─── RECORDS PROVIDED

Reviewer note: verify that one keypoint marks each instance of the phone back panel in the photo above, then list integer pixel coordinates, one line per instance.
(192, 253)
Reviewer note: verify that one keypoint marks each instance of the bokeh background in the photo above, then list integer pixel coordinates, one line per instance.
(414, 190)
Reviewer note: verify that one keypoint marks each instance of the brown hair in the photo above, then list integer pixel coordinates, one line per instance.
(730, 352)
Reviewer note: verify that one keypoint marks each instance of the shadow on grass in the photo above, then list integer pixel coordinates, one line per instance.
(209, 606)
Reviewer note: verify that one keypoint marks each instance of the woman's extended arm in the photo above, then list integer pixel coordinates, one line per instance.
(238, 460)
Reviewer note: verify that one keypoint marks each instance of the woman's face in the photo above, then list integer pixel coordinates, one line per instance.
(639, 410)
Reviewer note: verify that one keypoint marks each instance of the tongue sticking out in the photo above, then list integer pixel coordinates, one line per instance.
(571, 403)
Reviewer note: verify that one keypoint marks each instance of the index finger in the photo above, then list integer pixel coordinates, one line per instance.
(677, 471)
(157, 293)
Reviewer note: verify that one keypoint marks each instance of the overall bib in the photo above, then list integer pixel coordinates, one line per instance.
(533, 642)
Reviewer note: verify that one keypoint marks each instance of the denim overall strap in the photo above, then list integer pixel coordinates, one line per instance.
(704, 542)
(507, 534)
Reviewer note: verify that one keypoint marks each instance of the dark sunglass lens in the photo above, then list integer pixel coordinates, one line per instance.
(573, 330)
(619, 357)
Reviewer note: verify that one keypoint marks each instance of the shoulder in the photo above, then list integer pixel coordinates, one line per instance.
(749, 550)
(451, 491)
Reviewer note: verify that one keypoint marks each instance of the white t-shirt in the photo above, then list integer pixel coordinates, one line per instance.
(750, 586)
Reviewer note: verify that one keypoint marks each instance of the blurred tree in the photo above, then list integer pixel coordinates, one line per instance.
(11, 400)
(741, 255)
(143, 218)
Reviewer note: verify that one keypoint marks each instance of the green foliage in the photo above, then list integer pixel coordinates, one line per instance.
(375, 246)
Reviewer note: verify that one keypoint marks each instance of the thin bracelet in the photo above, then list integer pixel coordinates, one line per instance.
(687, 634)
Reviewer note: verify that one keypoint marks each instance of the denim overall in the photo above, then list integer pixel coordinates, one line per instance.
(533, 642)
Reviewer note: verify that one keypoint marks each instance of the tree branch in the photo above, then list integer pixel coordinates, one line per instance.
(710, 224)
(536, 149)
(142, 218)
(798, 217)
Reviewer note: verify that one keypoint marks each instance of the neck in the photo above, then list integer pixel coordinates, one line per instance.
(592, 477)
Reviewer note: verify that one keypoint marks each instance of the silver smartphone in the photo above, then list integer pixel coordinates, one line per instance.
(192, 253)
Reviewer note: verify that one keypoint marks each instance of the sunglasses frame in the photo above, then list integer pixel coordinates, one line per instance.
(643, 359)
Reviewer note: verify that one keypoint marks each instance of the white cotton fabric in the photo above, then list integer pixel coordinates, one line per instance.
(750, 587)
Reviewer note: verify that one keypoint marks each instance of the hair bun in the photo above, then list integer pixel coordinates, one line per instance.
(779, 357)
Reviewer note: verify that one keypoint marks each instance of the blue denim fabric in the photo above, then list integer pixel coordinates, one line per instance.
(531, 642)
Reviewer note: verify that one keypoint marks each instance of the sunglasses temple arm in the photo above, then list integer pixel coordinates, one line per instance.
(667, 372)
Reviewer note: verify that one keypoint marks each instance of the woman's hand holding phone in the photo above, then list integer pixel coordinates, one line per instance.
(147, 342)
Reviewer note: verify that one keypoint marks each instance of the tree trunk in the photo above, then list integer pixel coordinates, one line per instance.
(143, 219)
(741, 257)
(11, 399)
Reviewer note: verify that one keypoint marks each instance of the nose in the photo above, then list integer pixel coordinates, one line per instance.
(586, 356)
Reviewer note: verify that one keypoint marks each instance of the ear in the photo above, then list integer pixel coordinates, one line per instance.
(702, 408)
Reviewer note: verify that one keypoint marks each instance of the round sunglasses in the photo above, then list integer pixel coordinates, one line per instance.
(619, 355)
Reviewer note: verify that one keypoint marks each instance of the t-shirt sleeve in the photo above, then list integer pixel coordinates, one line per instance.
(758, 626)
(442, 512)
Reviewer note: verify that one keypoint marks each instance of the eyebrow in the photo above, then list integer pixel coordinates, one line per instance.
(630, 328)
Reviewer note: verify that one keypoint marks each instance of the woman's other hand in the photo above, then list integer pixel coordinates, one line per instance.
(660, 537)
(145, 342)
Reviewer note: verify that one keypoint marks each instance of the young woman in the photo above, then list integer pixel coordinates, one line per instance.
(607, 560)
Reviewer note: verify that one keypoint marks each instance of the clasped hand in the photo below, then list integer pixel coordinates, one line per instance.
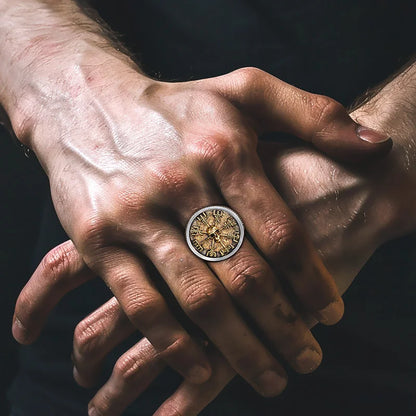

──────

→ TASK DIRECTIONS: Pick out each line in the entries above that contains the word "hand" with the same capitalization, and copy those lines.

→ REPLY:
Reviewer note: verify that one keypoint marks each instance of the woman's hand holding phone in the photo above, then list integer pixel coordinates, one line per instance.
Reviewer note: verify that one keypoint marks each instance of the woman's other hand in the photo above, then list integer pixel coordinates, one line per instance.
Reviewer note: verify that one keypoint marks each instance of the clasped hand in the photo below, then list integer pixel coordinates, one line per instance.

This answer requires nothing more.